All the lines below should be set down exactly, with no picture carried into the copy.

● ● ● ● ● ● ●

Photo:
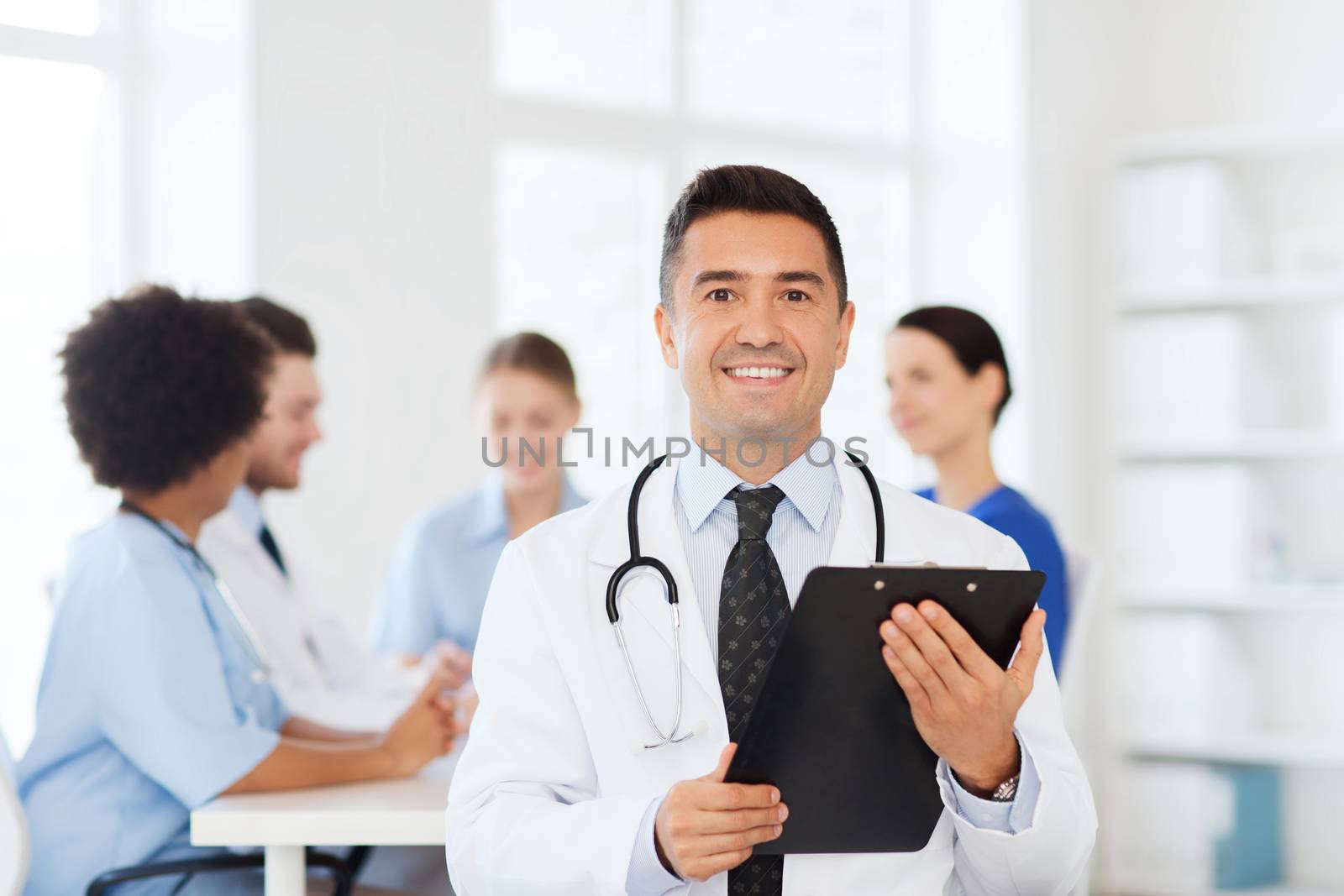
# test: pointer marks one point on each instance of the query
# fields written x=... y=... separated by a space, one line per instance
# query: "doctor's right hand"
x=423 y=732
x=706 y=826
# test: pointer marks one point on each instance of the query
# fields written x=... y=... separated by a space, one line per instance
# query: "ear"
x=990 y=385
x=846 y=329
x=667 y=335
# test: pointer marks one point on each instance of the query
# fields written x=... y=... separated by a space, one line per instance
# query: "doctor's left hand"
x=963 y=703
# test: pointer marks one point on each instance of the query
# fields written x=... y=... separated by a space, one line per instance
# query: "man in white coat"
x=555 y=792
x=320 y=672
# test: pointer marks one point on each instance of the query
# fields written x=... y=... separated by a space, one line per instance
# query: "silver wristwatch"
x=1005 y=792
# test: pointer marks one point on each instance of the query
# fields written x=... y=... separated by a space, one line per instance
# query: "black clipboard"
x=832 y=728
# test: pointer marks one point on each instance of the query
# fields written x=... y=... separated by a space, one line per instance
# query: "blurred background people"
x=320 y=672
x=154 y=699
x=526 y=396
x=949 y=385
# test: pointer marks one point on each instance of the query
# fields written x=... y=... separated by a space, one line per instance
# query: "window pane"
x=871 y=210
x=824 y=69
x=577 y=253
x=66 y=16
x=46 y=284
x=606 y=53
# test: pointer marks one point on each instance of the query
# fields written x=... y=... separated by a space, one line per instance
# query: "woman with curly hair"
x=152 y=699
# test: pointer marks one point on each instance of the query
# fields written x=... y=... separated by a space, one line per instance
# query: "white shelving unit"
x=1230 y=250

● ● ● ● ● ● ●

PROBLEM SOLUTION:
Photo:
# test: pointer marks one point on each instance of the query
# fields written x=... y=... separated by a space, one line per instance
# query: "doctor's right hand"
x=423 y=732
x=706 y=826
# test: pointer marks one point on each instance of the query
# fields written x=... y=... separated by a space, one line per instance
# query: "ear"
x=990 y=385
x=846 y=329
x=667 y=335
# test: pointer marks one point on each instance of the query
# fields written x=... y=... separated by a space, one line per instance
# query: "doctor's left hand"
x=963 y=703
# test: pointer marks one point on each instance of the query
# fields written x=... y=... separated by a space, one line per instance
# query: "man in white coat"
x=555 y=792
x=320 y=672
# test: pointer marks one point on each instance of the query
# fields written x=... y=... separated by a space, one line per instance
# query: "silver wristwatch"
x=1005 y=792
# test: pointer marks one point on each instance of the query
# fields written x=... y=... separated by a space, one line per instance
# query: "black clipboard"
x=832 y=728
# test: pointer marks one point on each instance of the query
# fields written x=... y=... separated by a space, one line per instance
# query: "blurred background people"
x=320 y=672
x=154 y=699
x=526 y=396
x=949 y=385
# test: pointer marks one point on each instance of the query
# fields written x=... y=... separated by a space, one line per instance
# query: "window pane"
x=871 y=210
x=824 y=69
x=577 y=253
x=66 y=16
x=46 y=284
x=606 y=53
# test: pointer marks one point on each instance of the query
# fields written x=... y=... separated by a space, one line per instance
# query: "woman with curly hair"
x=152 y=699
# test: pointer marks one point on each instance of the query
# fields written x=... y=... separated by a space, one line per instance
# query: "white shelving unit"
x=1230 y=250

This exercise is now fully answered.